ITEMS -
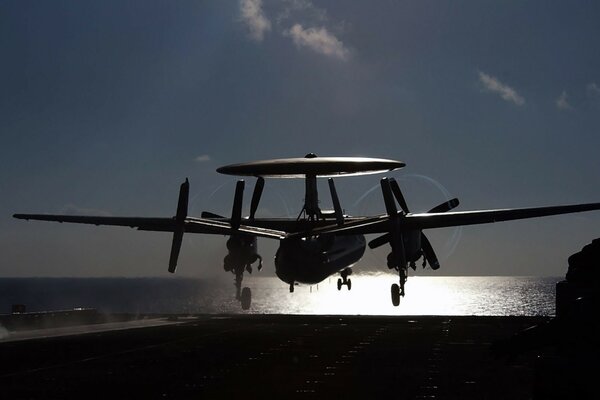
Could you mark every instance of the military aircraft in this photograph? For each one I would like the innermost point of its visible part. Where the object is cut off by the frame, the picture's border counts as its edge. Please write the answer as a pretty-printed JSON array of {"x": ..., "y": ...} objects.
[{"x": 318, "y": 243}]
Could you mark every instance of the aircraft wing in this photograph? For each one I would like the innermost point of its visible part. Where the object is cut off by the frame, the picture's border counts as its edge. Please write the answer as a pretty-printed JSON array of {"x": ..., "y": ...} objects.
[
  {"x": 420, "y": 221},
  {"x": 191, "y": 225}
]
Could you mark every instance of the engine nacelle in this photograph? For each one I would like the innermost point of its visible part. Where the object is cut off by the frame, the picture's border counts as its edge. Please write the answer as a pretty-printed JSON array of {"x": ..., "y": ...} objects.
[{"x": 242, "y": 252}]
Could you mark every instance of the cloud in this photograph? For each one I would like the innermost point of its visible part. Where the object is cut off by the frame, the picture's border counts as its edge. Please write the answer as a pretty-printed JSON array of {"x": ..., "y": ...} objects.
[
  {"x": 319, "y": 40},
  {"x": 493, "y": 85},
  {"x": 562, "y": 103},
  {"x": 303, "y": 8},
  {"x": 202, "y": 158},
  {"x": 593, "y": 89},
  {"x": 72, "y": 209},
  {"x": 255, "y": 19}
]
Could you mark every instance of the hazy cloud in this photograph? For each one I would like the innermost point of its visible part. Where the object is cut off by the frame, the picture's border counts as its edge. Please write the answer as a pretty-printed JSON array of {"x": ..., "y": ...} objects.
[
  {"x": 202, "y": 158},
  {"x": 593, "y": 89},
  {"x": 254, "y": 18},
  {"x": 319, "y": 40},
  {"x": 305, "y": 8},
  {"x": 562, "y": 103},
  {"x": 493, "y": 85},
  {"x": 72, "y": 209}
]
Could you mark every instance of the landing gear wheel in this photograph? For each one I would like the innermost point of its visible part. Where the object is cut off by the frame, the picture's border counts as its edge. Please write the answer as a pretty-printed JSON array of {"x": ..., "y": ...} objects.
[
  {"x": 395, "y": 295},
  {"x": 246, "y": 298}
]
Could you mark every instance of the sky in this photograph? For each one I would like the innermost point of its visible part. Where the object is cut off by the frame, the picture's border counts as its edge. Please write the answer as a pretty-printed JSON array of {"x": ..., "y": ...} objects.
[{"x": 107, "y": 106}]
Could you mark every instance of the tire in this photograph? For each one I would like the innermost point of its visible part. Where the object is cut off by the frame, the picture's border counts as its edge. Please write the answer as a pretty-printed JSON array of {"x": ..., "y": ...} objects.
[
  {"x": 246, "y": 298},
  {"x": 395, "y": 295}
]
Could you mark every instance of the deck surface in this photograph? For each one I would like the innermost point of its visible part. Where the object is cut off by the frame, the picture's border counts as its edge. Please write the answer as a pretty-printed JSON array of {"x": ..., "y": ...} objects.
[{"x": 275, "y": 356}]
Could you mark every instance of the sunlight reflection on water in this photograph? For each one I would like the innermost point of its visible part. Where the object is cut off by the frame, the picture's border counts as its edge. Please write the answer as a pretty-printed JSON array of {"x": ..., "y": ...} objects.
[{"x": 370, "y": 295}]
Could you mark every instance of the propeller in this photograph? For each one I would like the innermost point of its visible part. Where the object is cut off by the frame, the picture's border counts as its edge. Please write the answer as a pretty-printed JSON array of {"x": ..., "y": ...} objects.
[
  {"x": 238, "y": 197},
  {"x": 182, "y": 207},
  {"x": 394, "y": 237},
  {"x": 258, "y": 188}
]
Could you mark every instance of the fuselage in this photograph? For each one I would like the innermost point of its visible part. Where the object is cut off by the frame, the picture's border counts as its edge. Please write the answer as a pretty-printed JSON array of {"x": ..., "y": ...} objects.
[{"x": 311, "y": 260}]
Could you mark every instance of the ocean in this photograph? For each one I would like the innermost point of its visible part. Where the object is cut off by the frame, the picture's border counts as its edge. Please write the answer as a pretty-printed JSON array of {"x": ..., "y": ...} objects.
[{"x": 370, "y": 295}]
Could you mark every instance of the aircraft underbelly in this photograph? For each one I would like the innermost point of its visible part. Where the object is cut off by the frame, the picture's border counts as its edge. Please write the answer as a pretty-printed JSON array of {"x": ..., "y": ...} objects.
[{"x": 311, "y": 261}]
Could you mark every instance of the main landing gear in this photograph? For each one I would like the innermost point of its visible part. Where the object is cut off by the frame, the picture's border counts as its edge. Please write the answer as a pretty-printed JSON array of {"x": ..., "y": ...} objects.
[
  {"x": 397, "y": 289},
  {"x": 344, "y": 279},
  {"x": 239, "y": 262}
]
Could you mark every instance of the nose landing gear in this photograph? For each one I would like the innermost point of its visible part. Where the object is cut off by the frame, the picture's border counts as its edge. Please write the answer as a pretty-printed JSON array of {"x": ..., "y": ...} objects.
[{"x": 344, "y": 279}]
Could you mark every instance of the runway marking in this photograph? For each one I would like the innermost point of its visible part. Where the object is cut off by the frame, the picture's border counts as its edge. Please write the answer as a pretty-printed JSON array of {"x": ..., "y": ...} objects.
[{"x": 107, "y": 355}]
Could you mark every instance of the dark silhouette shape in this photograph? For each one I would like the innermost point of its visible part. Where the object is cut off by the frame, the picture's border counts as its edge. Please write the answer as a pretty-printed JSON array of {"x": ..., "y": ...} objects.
[
  {"x": 568, "y": 345},
  {"x": 318, "y": 243}
]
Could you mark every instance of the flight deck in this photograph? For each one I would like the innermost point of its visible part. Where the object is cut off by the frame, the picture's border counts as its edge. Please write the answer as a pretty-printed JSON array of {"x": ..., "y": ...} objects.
[{"x": 271, "y": 356}]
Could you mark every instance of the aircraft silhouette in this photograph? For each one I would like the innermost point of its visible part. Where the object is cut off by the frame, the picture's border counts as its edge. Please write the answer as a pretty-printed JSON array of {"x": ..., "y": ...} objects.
[{"x": 318, "y": 243}]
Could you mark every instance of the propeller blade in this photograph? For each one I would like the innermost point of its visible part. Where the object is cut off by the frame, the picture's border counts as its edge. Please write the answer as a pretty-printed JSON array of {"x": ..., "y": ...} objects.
[
  {"x": 388, "y": 198},
  {"x": 445, "y": 207},
  {"x": 428, "y": 252},
  {"x": 258, "y": 188},
  {"x": 380, "y": 241},
  {"x": 236, "y": 212},
  {"x": 398, "y": 195},
  {"x": 182, "y": 203},
  {"x": 208, "y": 214},
  {"x": 175, "y": 247},
  {"x": 339, "y": 215},
  {"x": 182, "y": 207}
]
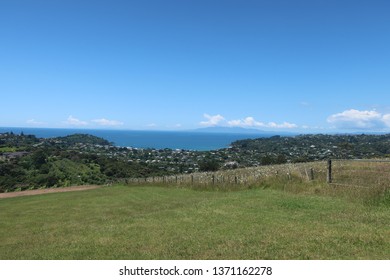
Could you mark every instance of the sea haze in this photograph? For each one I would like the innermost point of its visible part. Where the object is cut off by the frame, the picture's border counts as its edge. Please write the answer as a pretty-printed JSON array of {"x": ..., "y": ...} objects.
[{"x": 188, "y": 140}]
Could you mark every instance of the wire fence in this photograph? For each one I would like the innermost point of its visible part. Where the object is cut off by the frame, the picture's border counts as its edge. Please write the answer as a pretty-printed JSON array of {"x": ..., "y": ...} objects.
[
  {"x": 240, "y": 177},
  {"x": 349, "y": 173}
]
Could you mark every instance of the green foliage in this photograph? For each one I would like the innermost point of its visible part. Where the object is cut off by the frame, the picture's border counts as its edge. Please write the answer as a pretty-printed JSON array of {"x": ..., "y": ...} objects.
[{"x": 209, "y": 165}]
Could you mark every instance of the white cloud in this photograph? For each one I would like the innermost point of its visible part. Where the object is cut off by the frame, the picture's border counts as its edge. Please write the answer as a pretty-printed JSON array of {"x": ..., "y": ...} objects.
[
  {"x": 386, "y": 119},
  {"x": 34, "y": 122},
  {"x": 75, "y": 122},
  {"x": 251, "y": 122},
  {"x": 355, "y": 119},
  {"x": 105, "y": 122},
  {"x": 212, "y": 120}
]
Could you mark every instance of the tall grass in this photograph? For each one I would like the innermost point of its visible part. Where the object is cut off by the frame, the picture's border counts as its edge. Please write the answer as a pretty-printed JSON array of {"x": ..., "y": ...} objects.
[
  {"x": 359, "y": 181},
  {"x": 123, "y": 222}
]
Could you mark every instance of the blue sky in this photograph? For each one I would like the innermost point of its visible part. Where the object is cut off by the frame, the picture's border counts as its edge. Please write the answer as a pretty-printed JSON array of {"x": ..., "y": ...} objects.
[{"x": 291, "y": 65}]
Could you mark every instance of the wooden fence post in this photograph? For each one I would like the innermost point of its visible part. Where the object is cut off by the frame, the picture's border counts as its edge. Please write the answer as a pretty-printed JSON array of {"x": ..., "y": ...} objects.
[{"x": 329, "y": 176}]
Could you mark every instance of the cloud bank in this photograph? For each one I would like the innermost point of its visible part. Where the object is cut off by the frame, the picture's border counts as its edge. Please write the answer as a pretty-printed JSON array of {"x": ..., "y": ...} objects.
[
  {"x": 212, "y": 120},
  {"x": 355, "y": 119},
  {"x": 75, "y": 122},
  {"x": 72, "y": 121},
  {"x": 248, "y": 122},
  {"x": 105, "y": 122}
]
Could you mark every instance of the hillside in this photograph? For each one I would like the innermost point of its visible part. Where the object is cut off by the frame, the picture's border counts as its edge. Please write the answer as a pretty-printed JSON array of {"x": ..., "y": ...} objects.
[{"x": 28, "y": 162}]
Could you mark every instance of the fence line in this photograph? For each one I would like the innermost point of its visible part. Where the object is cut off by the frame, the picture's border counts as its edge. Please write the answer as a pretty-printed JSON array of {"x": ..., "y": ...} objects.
[
  {"x": 358, "y": 173},
  {"x": 244, "y": 176}
]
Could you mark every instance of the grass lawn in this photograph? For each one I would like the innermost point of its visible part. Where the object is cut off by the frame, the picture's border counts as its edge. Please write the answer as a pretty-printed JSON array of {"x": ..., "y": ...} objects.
[{"x": 123, "y": 222}]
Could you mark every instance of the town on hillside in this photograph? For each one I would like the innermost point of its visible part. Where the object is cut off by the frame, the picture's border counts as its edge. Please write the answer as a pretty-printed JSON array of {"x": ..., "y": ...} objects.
[{"x": 28, "y": 162}]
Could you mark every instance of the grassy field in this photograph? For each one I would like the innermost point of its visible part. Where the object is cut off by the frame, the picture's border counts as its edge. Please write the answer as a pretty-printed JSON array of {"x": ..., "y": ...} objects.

PROBLEM STATEMENT - Reproduce the records starting at the line that contains "Could you mark every instance of the hillside" and ending with the last line of the records, moving every x and y coordinate in the answers up by 15 and leaving all other text unchanged.

ANSWER TO THE PROBLEM -
Could you mark every instance of the hillside in this photograph? For each one I would like the innermost point of its visible part. Where the object is cut off by the frame, the picture's border counts as its edge. Please write the answer as a pretty-printed JSON array of {"x": ..., "y": ...} objects.
[{"x": 43, "y": 177}]
Could you mark every instance of the fence line in this photograph? For each one I would like the innermost point of its visible part. Where the object is cut off by the frame, the picture's border counts as its edge. Please write the answer as a pretty-printed JSON array of {"x": ..., "y": ...} objects.
[
  {"x": 373, "y": 188},
  {"x": 259, "y": 191}
]
Could you mark every instance of the grass lawn in this photograph? For each one I would like the innermost point of its visible part. Where the object is cut off by the frame, the picture's border counts as its edge. Please write the answer as a pretty-printed JSON array of {"x": ..., "y": ...} objects.
[{"x": 138, "y": 237}]
Could you mark every instance of the town on hillside in this photograph? For each one I would like the innermost point of its visible part. Where the object is cut off by the frame, the picture's border counts as its edge. Please write the answer as a pretty-printed JSON array of {"x": ..., "y": ...} objects.
[{"x": 43, "y": 177}]
Could you mark every instance of the grassy field in this photograph? For each one I would like the innermost point of its visible part. Where the object is cut off by the frame, the picture's border counts as its edge. Please write the answer as a pretty-printed JSON array of {"x": ..., "y": ...} objects.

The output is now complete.